#### SUPPLIED DATA ####

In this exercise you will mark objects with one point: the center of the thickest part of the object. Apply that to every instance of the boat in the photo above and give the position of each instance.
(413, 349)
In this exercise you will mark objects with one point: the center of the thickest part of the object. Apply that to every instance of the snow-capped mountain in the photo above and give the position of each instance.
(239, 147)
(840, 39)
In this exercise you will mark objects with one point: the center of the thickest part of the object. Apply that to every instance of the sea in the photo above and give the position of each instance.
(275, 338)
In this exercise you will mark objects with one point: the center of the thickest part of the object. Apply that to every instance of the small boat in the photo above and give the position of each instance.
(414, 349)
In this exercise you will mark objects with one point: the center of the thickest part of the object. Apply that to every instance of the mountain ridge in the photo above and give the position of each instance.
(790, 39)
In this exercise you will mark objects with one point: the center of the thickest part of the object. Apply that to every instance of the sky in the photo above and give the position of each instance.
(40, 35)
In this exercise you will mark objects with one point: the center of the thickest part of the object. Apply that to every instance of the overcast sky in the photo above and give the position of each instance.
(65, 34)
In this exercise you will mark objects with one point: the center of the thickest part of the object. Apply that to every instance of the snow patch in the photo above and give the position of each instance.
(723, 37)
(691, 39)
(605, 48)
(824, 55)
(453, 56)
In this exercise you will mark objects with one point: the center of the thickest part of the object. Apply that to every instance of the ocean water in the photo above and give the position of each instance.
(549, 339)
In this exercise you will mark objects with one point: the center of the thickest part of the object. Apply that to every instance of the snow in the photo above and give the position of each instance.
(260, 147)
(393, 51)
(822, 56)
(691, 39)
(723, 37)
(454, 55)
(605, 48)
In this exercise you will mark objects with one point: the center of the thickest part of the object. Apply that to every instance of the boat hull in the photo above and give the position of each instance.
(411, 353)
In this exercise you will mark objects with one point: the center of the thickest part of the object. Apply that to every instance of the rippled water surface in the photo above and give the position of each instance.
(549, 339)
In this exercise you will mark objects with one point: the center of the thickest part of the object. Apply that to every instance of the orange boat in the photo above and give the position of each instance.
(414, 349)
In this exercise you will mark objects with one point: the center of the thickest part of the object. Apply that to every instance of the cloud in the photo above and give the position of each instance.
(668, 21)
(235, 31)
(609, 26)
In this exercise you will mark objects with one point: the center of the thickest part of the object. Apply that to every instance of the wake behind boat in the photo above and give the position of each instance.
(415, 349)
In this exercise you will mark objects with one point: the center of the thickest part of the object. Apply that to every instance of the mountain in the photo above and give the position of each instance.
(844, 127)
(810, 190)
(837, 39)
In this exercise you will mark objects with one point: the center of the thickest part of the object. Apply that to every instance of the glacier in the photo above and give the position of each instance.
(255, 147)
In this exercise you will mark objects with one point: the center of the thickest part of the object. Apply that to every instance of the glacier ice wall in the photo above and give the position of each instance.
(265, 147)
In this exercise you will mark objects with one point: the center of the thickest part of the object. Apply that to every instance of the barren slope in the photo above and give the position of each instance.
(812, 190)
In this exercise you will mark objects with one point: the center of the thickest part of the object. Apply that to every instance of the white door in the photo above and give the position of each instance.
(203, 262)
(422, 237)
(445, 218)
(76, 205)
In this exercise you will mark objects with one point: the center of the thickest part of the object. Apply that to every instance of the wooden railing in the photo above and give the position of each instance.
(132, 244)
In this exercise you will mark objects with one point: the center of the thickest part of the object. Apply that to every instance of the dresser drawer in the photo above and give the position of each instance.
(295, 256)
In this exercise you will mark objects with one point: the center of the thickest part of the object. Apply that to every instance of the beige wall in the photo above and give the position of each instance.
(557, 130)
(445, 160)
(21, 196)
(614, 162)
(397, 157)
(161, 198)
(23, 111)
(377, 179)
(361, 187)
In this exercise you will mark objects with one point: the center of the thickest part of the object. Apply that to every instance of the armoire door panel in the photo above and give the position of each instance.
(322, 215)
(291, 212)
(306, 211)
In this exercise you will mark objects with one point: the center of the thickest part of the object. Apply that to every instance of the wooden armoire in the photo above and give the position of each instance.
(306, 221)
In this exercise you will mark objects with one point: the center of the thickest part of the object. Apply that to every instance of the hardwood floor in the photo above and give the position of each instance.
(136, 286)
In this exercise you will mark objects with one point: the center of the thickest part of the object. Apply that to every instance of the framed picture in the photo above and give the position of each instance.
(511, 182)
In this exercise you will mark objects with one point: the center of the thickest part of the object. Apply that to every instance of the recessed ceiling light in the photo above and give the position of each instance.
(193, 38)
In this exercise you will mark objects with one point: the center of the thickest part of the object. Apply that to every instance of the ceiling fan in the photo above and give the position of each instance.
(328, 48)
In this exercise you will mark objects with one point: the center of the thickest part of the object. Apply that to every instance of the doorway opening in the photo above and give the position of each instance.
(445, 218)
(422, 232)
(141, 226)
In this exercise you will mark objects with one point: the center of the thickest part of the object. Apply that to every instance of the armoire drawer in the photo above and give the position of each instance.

####

PROBLEM STATEMENT:
Each line of the data should be reproduced exactly as it appears.

ANSWER SPACE:
In this exercise you will mark objects with one point: the center of the thickest part of the object. Apply that to every instance of the boat in the photo above and give the position of each instance.
(413, 349)
In this exercise you will mark objects with one point: the center of the thickest part of the object. Apply that to every instance of the snow-capped mountain in the photo above and give the position of each instance.
(239, 147)
(840, 39)
In this exercise you will mark objects with one point: the center of the thickest part of the object. Apply that to every instance of the sea in the photo above and give the position of each instance.
(275, 338)
In this exercise you will mark objects with one point: the center of the thickest part of the object. Apply that to every instance of the small boat in the photo above and give the position of each instance.
(414, 349)
In this exercise you will mark objects with one point: the center of the thickest part of the object. Apply that to every instance of the mountain ridge in the photo above and give the position of each instance.
(790, 39)
In this exercise you will mark objects with one point: the center of the thickest part of the object. Apply that to every instance of the sky in the photo above and give the position of each instance.
(40, 35)
In this exercise you will mark objects with one point: the center of the thickest part of the object. Apply that to every instance of the overcast sky in the photo above and give the position of each instance.
(65, 34)
In this exercise you will mark objects with one point: the center of the thickest part of the object. Apply that to every instance of the snow patch in the photo above and give the position of each instance.
(723, 37)
(691, 39)
(605, 48)
(824, 55)
(453, 56)
In this exercise you will mark objects with one point: the center of the thickest part of the object. Apply that to every instance of the ocean water in the photo above and give the position of each instance.
(549, 339)
In this exercise you will mark objects with one point: the center of the thickest part of the object. Apply that to every instance of the snow in the photo above and give the position of each instance.
(260, 147)
(393, 51)
(822, 56)
(691, 39)
(723, 37)
(454, 55)
(605, 48)
In this exercise you will mark objects with one point: the center of the thickest part of the object. Apply that to every instance of the boat hull in the photo above and give the position of each instance.
(411, 353)
In this exercise you will mark objects with one point: the center of the thickest part of the object. Apply that to every instance of the rippled water surface in the photo above and give the position of each instance.
(549, 339)
In this exercise you will mark objects with one point: the center of the thickest part of the object. Apply that to every instance of the orange boat in the photo above and give the position of each instance.
(414, 349)
In this exercise you will mark objects with one point: the center of the thickest part of the object. Apply that to every instance of the cloud in the photo above and give the position of each instance.
(668, 21)
(235, 31)
(609, 26)
In this exercise you will mark objects with one point: the center of the thickest part of the object. Apply that to every instance of the wake behind boat in the photo above and give the position of each instance.
(415, 349)
In this exercise you will mark objects with one point: the center of the thickest part of the object. Apply that to every instance of the mountain in the photo above and give the position of each instance.
(844, 127)
(810, 190)
(837, 39)
In this exercise you will mark objects with one point: the center of the thickest part of the object. Apply that to every instance of the glacier in the photo above and give the position of each instance.
(255, 147)
In this exercise you will mark objects with one point: the center of the thickest part of the object. Apply that to every instance of the glacier ice wall in the photo above and give the position of each instance.
(265, 147)
In this exercise you will mark objects with one point: the center of the thickest part of the object. Apply that to every instance of the barren slope in the photo above and give the position of each instance.
(812, 190)
In this exercise you will mark objects with one point: the center of the thickest part of the object. Apply that to every instance of the white door in the photo above and give the position of each instance.
(203, 262)
(422, 237)
(445, 218)
(76, 205)
In this exercise you will mark objects with one point: the center of the thickest part of the object. Apply that to every instance of the wooden railing in the photo above and give the position of each instance.
(132, 244)
In this exercise you will mark objects with one point: the center of the thickest part of the object. Apply that to every instance of the dresser drawer in the photo above and give the position of each instance.
(295, 256)
In this exercise you will mark objects with one point: the center of the thickest part of the object. Apply that to every instance of the beige wall in the photo above and give the position of each instance.
(557, 130)
(445, 160)
(21, 196)
(614, 162)
(397, 157)
(161, 198)
(23, 111)
(377, 179)
(361, 187)
In this exercise you will mark objects with one point: the center of the thickest part of the object. Apply that to every instance of the armoire door panel in the photo above and give the position of each instance.
(322, 215)
(291, 212)
(306, 211)
In this exercise you will mark objects with one point: the center of the thickest part of the object. Apply that to every instance of the wooden armoire in the photo above and give the position of each instance.
(306, 221)
In this exercise you will mark objects with one point: the center of the thickest part of the object. Apply that to every instance of the hardwood floor in the photo above and give the position of each instance.
(136, 286)
In this exercise you will mark objects with one point: the center of the thickest part of the object. Apply that to every instance of the framed picture in the photo above and give the position of each instance.
(511, 182)
In this exercise you will mark objects with one point: the center of the thickest part of the object. Apply that to every instance of the recessed ceiling light in the photo above and give the position of each instance.
(193, 38)
In this exercise you will mark objects with one point: the center of the thickest part of the object. Apply that to every instance of the ceiling fan in the photo above and give the position of each instance.
(328, 48)
In this exercise you will mark objects with one point: the center of the thickest part of the object. Apply that to every instance of the doorway opening in the photo above and give the position of each instance.
(445, 218)
(422, 232)
(141, 226)
In this exercise you will mark objects with one point: the center of the thickest part of the object. Apply that to every instance of the armoire drawer in the photo above and give the position of each instance.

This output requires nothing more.